- [PROBLEM STATEMENT] Filter the data below, keeping only lines that contain "query".

[Stored data entries]
***

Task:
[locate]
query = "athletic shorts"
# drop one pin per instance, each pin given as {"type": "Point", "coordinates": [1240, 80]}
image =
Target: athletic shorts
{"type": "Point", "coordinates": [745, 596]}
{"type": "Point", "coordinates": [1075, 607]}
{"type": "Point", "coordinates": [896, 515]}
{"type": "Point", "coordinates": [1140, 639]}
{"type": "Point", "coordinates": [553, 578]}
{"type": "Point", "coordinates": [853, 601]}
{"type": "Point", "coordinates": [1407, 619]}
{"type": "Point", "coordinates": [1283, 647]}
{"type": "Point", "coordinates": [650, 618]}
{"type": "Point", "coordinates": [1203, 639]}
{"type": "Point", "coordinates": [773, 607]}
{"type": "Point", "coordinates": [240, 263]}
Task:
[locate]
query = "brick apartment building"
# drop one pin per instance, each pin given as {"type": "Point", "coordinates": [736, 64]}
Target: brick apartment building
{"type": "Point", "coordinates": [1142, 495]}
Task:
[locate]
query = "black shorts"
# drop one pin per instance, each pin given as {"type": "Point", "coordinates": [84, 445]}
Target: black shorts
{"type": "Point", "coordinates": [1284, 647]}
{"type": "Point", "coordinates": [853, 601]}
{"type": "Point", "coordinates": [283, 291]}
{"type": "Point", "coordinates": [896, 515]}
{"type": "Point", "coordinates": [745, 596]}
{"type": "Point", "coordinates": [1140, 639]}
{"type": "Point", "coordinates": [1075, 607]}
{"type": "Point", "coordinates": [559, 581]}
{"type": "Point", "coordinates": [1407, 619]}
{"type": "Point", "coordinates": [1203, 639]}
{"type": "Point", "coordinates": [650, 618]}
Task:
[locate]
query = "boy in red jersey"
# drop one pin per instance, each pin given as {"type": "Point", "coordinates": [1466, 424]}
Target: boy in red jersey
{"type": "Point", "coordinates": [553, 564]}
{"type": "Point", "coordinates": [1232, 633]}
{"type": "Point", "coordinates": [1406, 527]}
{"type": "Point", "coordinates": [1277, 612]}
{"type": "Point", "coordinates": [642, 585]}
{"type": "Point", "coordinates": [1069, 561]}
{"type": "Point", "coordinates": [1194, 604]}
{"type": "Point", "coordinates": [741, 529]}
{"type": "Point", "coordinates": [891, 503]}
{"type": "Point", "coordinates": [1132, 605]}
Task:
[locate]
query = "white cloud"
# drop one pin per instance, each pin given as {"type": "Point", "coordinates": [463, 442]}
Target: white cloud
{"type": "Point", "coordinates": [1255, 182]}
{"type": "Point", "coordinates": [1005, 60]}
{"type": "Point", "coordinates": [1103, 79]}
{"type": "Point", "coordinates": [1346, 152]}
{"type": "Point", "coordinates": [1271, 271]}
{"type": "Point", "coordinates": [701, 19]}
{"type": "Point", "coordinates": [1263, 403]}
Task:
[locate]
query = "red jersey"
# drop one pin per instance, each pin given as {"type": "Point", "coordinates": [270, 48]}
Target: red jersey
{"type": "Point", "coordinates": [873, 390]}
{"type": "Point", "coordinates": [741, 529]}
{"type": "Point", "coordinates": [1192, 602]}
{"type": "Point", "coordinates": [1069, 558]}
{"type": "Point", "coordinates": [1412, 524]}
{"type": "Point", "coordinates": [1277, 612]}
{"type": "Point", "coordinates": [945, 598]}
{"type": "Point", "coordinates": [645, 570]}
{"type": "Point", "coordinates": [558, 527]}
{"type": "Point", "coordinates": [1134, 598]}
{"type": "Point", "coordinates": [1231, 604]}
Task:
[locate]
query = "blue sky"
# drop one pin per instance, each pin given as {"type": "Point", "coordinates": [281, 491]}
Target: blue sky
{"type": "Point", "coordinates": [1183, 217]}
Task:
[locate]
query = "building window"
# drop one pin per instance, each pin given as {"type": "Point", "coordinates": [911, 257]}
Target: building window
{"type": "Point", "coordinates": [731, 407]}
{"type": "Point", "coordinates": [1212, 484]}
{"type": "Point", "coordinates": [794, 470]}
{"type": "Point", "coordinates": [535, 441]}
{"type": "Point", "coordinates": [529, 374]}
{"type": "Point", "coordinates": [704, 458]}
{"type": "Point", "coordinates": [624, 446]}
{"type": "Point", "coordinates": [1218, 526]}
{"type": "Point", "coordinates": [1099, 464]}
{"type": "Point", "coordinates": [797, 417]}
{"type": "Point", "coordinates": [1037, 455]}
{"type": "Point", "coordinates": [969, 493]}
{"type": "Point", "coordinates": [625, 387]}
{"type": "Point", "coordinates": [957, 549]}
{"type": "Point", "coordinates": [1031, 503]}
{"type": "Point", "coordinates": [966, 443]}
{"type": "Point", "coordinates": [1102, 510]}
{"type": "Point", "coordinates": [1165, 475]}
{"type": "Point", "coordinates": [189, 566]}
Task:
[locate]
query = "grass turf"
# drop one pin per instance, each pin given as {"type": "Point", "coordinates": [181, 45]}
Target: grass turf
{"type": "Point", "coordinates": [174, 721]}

***

- [EXERCISE OUTPUT]
query = "athletic shorts"
query = "brick apartment building"
query = "black shorts"
query = "boy in red jersey"
query = "white cloud"
query = "red jersey"
query = "blue sky"
query = "building window"
query = "grass turf"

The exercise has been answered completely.